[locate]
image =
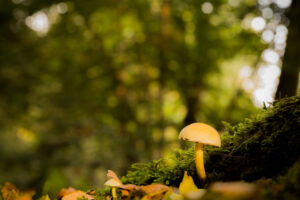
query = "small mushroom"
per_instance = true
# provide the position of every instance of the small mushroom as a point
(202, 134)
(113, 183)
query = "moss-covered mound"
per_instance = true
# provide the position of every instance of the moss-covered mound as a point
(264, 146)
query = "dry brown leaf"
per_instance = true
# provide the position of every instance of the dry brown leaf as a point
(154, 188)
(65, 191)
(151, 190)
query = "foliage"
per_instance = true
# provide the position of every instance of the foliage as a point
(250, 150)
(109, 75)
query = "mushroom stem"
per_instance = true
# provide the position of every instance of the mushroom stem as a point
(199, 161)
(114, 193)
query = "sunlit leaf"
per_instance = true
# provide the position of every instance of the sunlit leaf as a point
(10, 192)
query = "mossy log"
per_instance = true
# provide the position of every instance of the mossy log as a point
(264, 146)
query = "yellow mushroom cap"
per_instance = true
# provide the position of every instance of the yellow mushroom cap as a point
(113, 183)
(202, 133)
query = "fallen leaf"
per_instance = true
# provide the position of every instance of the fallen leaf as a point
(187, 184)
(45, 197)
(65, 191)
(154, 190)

● ● ● ● ●

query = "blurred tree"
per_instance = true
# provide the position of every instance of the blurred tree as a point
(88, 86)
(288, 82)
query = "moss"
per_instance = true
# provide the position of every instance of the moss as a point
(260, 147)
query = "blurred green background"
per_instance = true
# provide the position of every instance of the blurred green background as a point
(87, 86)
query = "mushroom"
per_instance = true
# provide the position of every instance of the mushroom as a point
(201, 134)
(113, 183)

● ● ● ● ●

_Your goal_
State how many lines in the records above contain the string "leaf". Give only the number.

_Answer for the task_
6